Lines holding the word "Python" in the material below: count them and write the number alone.

------------------------------------------------------------------------

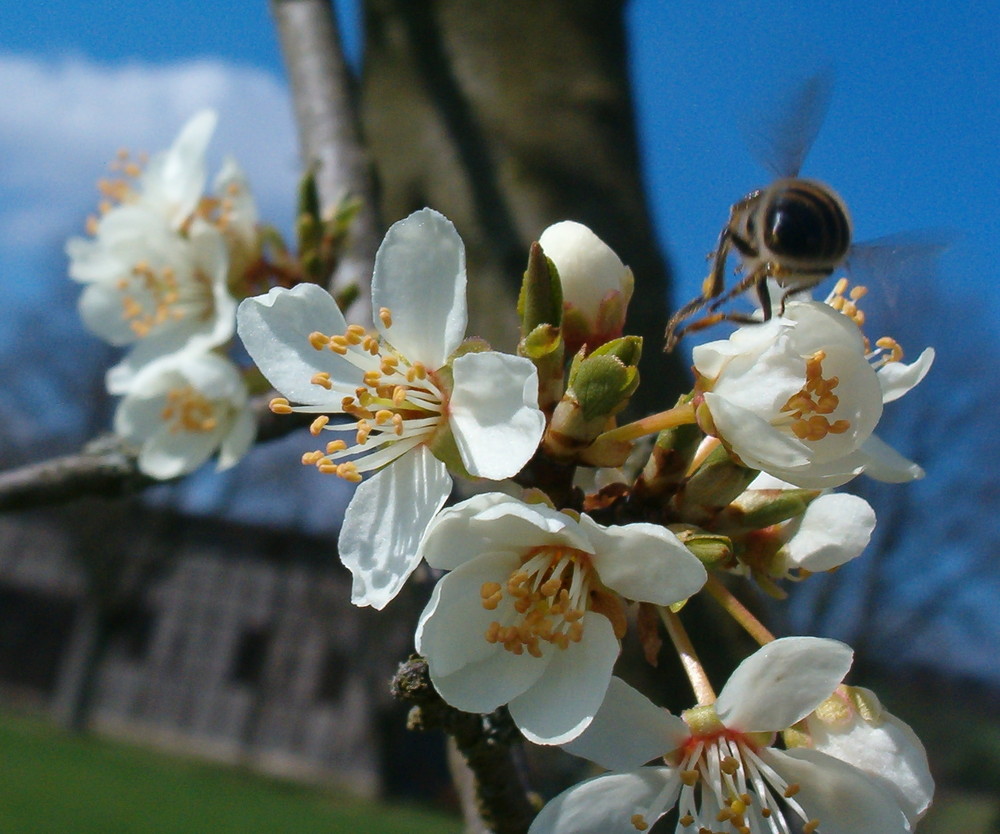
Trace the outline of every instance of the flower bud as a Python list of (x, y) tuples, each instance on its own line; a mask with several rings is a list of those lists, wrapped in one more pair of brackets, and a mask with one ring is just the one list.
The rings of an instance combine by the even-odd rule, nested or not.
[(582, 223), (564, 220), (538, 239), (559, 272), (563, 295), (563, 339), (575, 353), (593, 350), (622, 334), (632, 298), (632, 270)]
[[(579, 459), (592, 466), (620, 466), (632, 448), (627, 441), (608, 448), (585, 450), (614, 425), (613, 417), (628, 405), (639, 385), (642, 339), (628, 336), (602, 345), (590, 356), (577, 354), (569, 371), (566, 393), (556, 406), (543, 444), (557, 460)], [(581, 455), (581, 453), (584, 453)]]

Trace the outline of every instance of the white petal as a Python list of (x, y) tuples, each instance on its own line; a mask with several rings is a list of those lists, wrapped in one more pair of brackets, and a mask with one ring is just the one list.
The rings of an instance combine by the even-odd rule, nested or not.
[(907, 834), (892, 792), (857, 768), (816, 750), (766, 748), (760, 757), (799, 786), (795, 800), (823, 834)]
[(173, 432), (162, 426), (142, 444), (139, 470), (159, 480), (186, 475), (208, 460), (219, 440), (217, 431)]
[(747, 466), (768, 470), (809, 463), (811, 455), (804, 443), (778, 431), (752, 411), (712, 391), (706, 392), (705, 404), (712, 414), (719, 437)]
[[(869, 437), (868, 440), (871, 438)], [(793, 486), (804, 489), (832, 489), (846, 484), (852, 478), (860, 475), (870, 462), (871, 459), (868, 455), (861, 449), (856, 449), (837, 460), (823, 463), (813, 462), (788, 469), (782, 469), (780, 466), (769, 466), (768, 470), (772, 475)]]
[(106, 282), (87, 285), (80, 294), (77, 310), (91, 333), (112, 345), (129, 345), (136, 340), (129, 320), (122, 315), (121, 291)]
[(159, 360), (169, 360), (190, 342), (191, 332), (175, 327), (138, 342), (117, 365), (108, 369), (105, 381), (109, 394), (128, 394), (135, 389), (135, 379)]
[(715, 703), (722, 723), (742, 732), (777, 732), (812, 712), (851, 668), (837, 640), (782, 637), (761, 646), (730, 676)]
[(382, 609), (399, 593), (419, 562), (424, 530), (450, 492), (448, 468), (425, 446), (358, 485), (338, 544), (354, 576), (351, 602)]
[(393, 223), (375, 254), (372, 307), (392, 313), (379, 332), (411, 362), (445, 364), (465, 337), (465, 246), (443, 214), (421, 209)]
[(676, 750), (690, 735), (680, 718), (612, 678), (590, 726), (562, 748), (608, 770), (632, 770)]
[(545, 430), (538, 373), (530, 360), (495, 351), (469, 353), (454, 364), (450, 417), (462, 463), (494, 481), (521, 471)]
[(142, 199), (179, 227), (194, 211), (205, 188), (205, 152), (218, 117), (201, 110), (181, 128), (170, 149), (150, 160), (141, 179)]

------------------------------------------------------------------------

* **Solution to this task**
2